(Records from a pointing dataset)
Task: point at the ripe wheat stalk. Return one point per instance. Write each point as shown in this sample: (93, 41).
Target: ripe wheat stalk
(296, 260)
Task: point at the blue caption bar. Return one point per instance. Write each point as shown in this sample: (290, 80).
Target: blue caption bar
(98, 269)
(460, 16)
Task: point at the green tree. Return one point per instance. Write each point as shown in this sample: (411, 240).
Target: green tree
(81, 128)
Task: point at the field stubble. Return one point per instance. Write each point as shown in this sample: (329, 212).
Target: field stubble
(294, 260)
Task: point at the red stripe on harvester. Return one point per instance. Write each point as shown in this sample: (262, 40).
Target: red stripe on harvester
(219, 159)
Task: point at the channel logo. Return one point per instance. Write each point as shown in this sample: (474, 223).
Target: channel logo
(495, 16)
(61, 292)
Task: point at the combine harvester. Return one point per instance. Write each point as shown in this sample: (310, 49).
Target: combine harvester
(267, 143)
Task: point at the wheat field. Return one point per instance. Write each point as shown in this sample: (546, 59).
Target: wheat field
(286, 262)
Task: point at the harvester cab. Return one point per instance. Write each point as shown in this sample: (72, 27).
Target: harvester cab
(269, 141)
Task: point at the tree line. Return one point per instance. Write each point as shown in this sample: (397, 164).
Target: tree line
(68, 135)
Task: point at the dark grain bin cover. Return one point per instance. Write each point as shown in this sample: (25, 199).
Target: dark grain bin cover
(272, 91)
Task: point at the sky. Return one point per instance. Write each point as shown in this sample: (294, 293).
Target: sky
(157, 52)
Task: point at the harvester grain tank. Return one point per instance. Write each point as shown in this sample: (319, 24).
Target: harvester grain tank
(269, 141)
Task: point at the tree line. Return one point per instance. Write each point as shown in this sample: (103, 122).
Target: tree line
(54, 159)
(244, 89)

§ **WORK INSTRUCTIONS**: Rewrite the listing above with every "tree line" changed to "row of trees", leaving everything else untouched.

§ **EXERCISE OUTPUT**:
Task: point at the ripe wheat stalk. Return one point per instance. Write each point as shown in this sample: (93, 41).
Target: ripe wheat stalk
(296, 260)
Task: point at the blue caption bar. Return one point per instance. Write each point as shown in this sample: (290, 80).
Target: blue caption bar
(98, 269)
(460, 16)
Task: point at the green tree. Return one point per instance. Write each point as shown in this sample: (411, 240).
Target: green tree
(81, 128)
Task: point at the field stubble. Return one point per instance. Write each point as shown in this sample: (329, 212).
Target: field stubble
(294, 260)
Task: point at the red stripe on harvester. Return one point per instance. Write each point as shown in this sample: (262, 40).
Target: red stripe on harvester
(219, 159)
Task: point at the channel logo. Return one point per instance. Write each point as shown in this sample: (474, 223).
Target: channel logo
(495, 16)
(61, 292)
Task: point at the combine harvester. Return one point per instance. Write each point as shown in this sample: (310, 49).
Target: combine harvester
(267, 143)
Task: point at the wheat field. Return one point per instance. Write each point as shown in this sample: (546, 59).
Target: wheat field
(286, 262)
Task: point at the harvester cab. Return one point per instance. Write each point as shown in this sample: (72, 27).
Target: harvester cab
(269, 141)
Task: point at the row of trees. Return one point per instance. Write each point as shown in this sample: (397, 164).
Target: row of trees
(68, 135)
Task: point at the dark grain bin cover. Return one point per instance. Write each point as shown in this sample: (25, 199).
Target: dark grain bin cover
(272, 91)
Task: point at the sky. Return one point per instance. Write each point as shown in this sample: (294, 293).
Target: sky
(157, 52)
Task: point at the harvester grain tank. Return one point per instance. Write each point as shown in this sample: (319, 24).
Target: harvester grain tank
(269, 141)
Task: point at the row of trees. Return one point per instance. Write each point as shown in this sample: (103, 122).
Target: row of trees
(54, 159)
(244, 89)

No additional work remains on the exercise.